Recopiez mot pour mot l'intégralité du texte sur la participation du public aux décisions ayant une incidence sur l'environnement.

- _TEXTE FOURNI_:
_____
S’inscrivant dans la ligne de la Convention d’Aarhus, l’article 7 de la Charte de l’environnement dispose que « toute personne a le droit, dans les conditions et les limites définies par la loi, […] de participer à l’élaboration des décisions publiques ayant une incidence sur l’environnement ». La plupart des décisions prises par l’ASN, qu’elles soient de nature réglementaire ou individuelle, constituent de telles décisions.
Les articles L. 123-19-1 et L. 123-19-2 du code de l’environnement fixent les conditions et limites de mise en œuvre du principe de participation du public pour les décisions réglementaires et individuelles ayant une incidence sur l’environnement. Dans les deux cas, il s’agit de procédures de participation du public « subsidiaires », c’est-à-dire de procédures qui sont applicables dans le cas où les textes spécifiques ne prévoient pas une procédure particulière.
Pour les décisions réglementaires ayant une incidence directe et significative sur l’environnement, l’article L. 123-19-1 du code de l’environnement dispose que le projet de décision est mis à la disposition du public par voie électronique pendant une durée qui ne peut être inférieure à 21 jours, sauf urgence tenant à la protection de l’environnement, de la santé publique ou de l’ordre public.
_____
- _ENREGISTREMENTS EXTRAITS_:
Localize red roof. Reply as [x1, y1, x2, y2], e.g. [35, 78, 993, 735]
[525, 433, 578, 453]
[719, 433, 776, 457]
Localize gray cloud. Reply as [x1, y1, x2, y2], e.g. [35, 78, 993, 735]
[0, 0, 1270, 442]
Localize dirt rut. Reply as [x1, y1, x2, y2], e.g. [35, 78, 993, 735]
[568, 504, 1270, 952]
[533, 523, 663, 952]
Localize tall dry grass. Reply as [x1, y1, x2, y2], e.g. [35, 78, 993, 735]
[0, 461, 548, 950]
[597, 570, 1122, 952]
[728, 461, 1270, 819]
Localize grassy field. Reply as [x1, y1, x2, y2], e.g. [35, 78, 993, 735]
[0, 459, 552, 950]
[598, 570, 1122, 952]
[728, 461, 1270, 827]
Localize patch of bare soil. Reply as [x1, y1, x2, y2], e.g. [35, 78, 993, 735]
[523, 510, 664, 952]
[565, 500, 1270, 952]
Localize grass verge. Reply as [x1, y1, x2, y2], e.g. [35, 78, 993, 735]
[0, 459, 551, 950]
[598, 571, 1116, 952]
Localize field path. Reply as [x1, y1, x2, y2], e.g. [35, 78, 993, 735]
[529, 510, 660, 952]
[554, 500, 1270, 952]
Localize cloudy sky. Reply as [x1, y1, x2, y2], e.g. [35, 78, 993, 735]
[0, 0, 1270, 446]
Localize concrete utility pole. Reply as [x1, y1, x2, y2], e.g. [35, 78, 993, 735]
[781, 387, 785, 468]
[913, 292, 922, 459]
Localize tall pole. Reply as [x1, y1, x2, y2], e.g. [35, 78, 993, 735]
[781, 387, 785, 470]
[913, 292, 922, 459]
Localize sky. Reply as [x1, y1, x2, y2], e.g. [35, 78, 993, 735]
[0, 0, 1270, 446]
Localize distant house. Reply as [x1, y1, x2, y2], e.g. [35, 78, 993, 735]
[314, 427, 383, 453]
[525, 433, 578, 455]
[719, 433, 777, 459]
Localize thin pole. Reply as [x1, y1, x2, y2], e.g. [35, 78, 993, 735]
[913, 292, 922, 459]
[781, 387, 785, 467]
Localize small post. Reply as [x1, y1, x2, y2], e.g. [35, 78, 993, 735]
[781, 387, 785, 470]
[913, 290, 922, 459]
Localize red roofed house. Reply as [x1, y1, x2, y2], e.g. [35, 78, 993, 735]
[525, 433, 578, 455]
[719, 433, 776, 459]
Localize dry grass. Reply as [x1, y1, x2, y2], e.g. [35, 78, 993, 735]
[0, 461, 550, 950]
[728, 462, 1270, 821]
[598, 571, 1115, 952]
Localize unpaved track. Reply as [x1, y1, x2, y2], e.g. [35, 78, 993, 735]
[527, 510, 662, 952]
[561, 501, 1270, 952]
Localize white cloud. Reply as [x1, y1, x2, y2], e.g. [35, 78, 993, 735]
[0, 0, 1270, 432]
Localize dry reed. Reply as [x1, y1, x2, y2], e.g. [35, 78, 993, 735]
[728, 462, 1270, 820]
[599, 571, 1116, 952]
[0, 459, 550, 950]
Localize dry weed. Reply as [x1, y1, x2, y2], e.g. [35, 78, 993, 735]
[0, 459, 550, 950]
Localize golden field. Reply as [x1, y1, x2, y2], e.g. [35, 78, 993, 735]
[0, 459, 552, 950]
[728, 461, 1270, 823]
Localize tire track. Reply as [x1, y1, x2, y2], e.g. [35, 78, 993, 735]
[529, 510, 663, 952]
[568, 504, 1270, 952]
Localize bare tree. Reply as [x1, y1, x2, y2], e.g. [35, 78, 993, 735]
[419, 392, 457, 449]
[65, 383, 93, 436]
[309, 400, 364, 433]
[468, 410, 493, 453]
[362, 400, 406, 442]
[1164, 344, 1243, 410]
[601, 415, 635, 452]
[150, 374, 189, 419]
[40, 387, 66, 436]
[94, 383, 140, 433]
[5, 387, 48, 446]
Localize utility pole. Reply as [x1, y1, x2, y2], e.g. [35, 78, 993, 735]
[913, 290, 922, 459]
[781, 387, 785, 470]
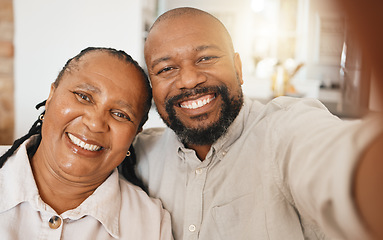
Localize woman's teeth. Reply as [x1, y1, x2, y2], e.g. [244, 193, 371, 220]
[180, 97, 215, 109]
[68, 133, 101, 152]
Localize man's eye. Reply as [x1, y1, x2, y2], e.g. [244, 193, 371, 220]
[157, 67, 174, 75]
[197, 56, 218, 63]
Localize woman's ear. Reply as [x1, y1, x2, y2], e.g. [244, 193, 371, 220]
[45, 83, 56, 111]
_____
- _RÉPONSE RÉDIGÉE_:
S’inscrivant dans la ligne de la Convention d’Aarhus, l’article 7 de la Charte de l’environnement dispose que « toute personne a le droit, dans les conditions et les limites définies par la loi, […] de participer à l’élaboration des décisions publiques ayant une incidence sur l’environnement ». La plupart des décisions prises par l’ASN, qu’elles soient de nature réglementaire ou individuelle, constituent de telles décisions.
Les articles L. 123-19-1 et L. 123-19-2 du code de l’environnement fixent les conditions et limites de mise en œuvre du principe de participation du public pour les décisions réglementaires et individuelles ayant une incidence sur l’environnement. Dans les deux cas, il s’agit de procédures de participation du public « subsidiaires », c’est-à-dire de procédures qui sont applicables dans le cas où les textes spécifiques ne prévoient pas une procédure particulière.
Pour les décisions réglementaires ayant une incidence directe et significative sur l’environnement, l’article L. 123-19-1 du code de l’environnement dispose que le projet de décision est mis à la disposition du public par voie électronique pendant une durée qui ne peut être inférieure à 21 jours, sauf urgence tenant à la protection de l’environnement, de la santé publique ou de l’ordre public.